### STATED PROBLEM 1
Reproduce the passage of the discussion about a memory tracker race, from "vinser52 · 2025-04-28T10:23:35Z" up to and including "this region R.".

### EXCERPT TO READ
────────
Benchmark details contain too many chars to display

ldorau · 2025-04-15T15:32:20Z

"Exception: The directory /home/test-user/bench_workdir_umf exists but is not a benchmark work directory."
See: https://github.com/oneapi-src/unified-memory-framework/actions/runs/14473372398/job/40592824780
@lplewa @lukaszstolarczuk Could you fix it?

ldorau · 2025-04-17T12:56:55Z

The last commit accde78 is not finished yet !

vinser52 · 2025-04-17T14:39:18Z

What is the purpose of this PR, could you please describe the scenario and how these changes help?

lplewa · 2025-04-18T13:09:58Z

What is the purpose of this PR, could you please describe the scenario and how these changes help?

We have a race, between insert and delete of entry in tracker

Top screen in thread one, bottom screen is thread two. Numbers shows order of the operations.

vinser52 · 2025-04-22T09:53:16Z

But how is it possible that one thread has some pointer which belongs to the entry in the memory tracker and another thread removes that entry from the tracker? The first thing that came to my mind is the following:

T1 allocates memory, and the corresponding region is put into the tracker
T2 frees the memory allocated by T1, and the corresponding region is removed from the tracker
T1 is still trying to use the memory which is already been freed by T2.

But it is an ill-formed client's code. What is the real scenario?

lplewa · 2025-04-23T09:58:42Z

Pool nesting detection. We are checking if there is region in the tracker that contains region that we are adding. So we are looking for region with address lower then our - we are finding one, and in the exact moment other thread removes this region which we found.

vinser52 · 2025-04-28T10:23:35Z

Pool nesting detection. We are checking if there is region in the tracker that contains region that we are adding. So we are looking for region with address lower then our - we are finding one, and in the exact moment other thread removes this region which we found.

That is exactly my question. How such a scenario might happen: if T1 has a pointer P, that belongs to some region R, and T2 removes this region R.

ldorau · 2025-04-28T20:20:37Z

Pool nesting detection. We are checking if there is region in the tracker that contains region that we are adding. So we are looking for region with address lower then our - we are finding one, and in the exact moment other thread removes this region which we found.
────────
### STATED PROBLEM 2
Present every line of the records below as a numbered list, omitting blank lines.

### SUPPLIED INFORMATION
────────
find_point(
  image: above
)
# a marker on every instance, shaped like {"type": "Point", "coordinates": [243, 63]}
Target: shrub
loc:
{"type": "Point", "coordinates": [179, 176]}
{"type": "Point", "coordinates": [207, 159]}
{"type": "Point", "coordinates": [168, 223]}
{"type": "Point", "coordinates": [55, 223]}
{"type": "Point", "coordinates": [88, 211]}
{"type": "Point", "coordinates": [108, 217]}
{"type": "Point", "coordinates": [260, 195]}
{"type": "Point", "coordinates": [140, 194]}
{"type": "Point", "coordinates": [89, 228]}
────────
### EXERCISE SOLUTION 1
vinser52 · 2025-04-28T10:23:35Z

Pool nesting detection. We are checking if there is region in the tracker that contains region that we are adding. So we are looking for region with address lower then our - we are finding one, and in the exact moment other thread removes this region which we found.

That is exactly my question. How such a scenario might happen: if T1 has a pointer P, that belongs to some region R, and T2 removes this region R.

### EXERCISE SOLUTION 2
1. find_point(
2.   image: above
3. )
4. # a marker on every instance, shaped like {"type": "Point", "coordinates": [243, 63]}
5. Target: shrub
6. loc:
7. {"type": "Point", "coordinates": [179, 176]}
8. {"type": "Point", "coordinates": [207, 159]}
9. {"type": "Point", "coordinates": [168, 223]}
10. {"type": "Point", "coordinates": [55, 223]}
11. {"type": "Point", "coordinates": [88, 211]}
12. {"type": "Point", "coordinates": [108, 217]}
13. {"type": "Point", "coordinates": [260, 195]}
14. {"type": "Point", "coordinates": [140, 194]}
15. {"type": "Point", "coordinates": [89, 228]}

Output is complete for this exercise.